Our smelting is based on using lead oxide plus fluxes and components in a rotary furnace.

This part melt down everything metallic and alloy them with lead, and plastics and non metallics end up in slags.

The produced lead ingots then are fed into a stationary furnace where they get oxidized and the oxide layer is skimmed off, while a known amount of silver is added to molten lead which collects all the PMs.

Skimming off the lead oxide continous until only silver which does not oxidize remain, that silver is cooled off, brushed off from any impurities and dissolved in nitric to get gold, silver and palladium nitrate solution then chemically separated and precipated.

I posted a video of this process titled Smelting video.

As for pyrolysis and incineration, I have tested both methods before, and we use pyrolysis on components before we smelt them.

No losses experienced on components from boards, I only recall reading about possible losses occure when incineration or pyrolysis of keyboard mylars or x-ray films.

I once smelted components from 100 kg mixed motherboards without pyrolysis, and other times I pyrolsys, gold recovered in both cases matched.

Regards
Kj


----------



## anachronism (Nov 10, 2016)

kjavanb123 said:


> No losses experienced on components from boards, I only recall reading about possible losses occure when incineration or pyrolysis of keyboard mylars or x-ray films.

## Entries
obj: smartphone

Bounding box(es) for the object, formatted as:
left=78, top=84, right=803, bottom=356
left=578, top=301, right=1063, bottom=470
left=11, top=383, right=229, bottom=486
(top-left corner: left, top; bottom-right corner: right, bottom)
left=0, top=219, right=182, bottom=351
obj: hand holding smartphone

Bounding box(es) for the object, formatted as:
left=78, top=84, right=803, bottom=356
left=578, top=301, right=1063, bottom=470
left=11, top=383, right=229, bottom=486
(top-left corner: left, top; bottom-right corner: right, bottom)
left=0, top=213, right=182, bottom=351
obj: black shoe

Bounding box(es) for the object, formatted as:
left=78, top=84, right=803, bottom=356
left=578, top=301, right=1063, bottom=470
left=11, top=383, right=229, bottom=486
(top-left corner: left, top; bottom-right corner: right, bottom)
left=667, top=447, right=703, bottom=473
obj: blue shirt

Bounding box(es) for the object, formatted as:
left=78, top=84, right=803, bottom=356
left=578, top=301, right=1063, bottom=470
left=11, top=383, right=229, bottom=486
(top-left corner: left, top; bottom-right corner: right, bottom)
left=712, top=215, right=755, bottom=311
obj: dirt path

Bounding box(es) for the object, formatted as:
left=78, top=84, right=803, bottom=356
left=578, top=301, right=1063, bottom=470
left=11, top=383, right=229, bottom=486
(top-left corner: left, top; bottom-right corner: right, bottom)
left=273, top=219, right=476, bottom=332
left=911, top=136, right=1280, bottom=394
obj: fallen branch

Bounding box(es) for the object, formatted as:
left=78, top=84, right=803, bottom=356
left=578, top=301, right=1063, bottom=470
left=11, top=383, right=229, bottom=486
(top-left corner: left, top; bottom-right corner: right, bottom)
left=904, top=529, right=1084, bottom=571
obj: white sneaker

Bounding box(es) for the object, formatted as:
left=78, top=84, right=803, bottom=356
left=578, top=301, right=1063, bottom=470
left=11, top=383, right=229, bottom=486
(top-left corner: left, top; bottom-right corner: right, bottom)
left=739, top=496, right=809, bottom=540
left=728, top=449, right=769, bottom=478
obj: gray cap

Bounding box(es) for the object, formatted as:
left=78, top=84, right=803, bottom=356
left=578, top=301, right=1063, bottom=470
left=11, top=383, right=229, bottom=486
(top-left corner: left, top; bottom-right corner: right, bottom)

## Exercises to complete
#1 Which metals end up in the nitrate solution described in the smelting thread above? List them.
#2 Write what comes next in the smelting thread above, starting after the quoted line with anachronism's reply.

## Answers to the tasks
#1 Gold, silver, and palladium.

#2
> 
> *I once smelted components from 100 kg mixed motherboards without pyrolysis, and other times I pyrolsys, gold recovered in both cases matched.*
> 
> ...



They may have matched but all that says is you lost the same amount of gold both times.


----------



## FrugalRefiner (Nov 10, 2016)

I've merged the thread from the gallery into this one since there was so much discussion regarding the yield and the starting lot.

I've left the thread dealing with the palladium issues where it was, as it's dealing with a refining problem.

Dave


----------



## clearsteam (Nov 10, 2016)

Something I found last month that should be of interest regarding pyrolysis. theres much that can be taken from this for any home refiners with a muffle/ashing furnace. going straight to the melt will lose you a good 10% and I suspect much more.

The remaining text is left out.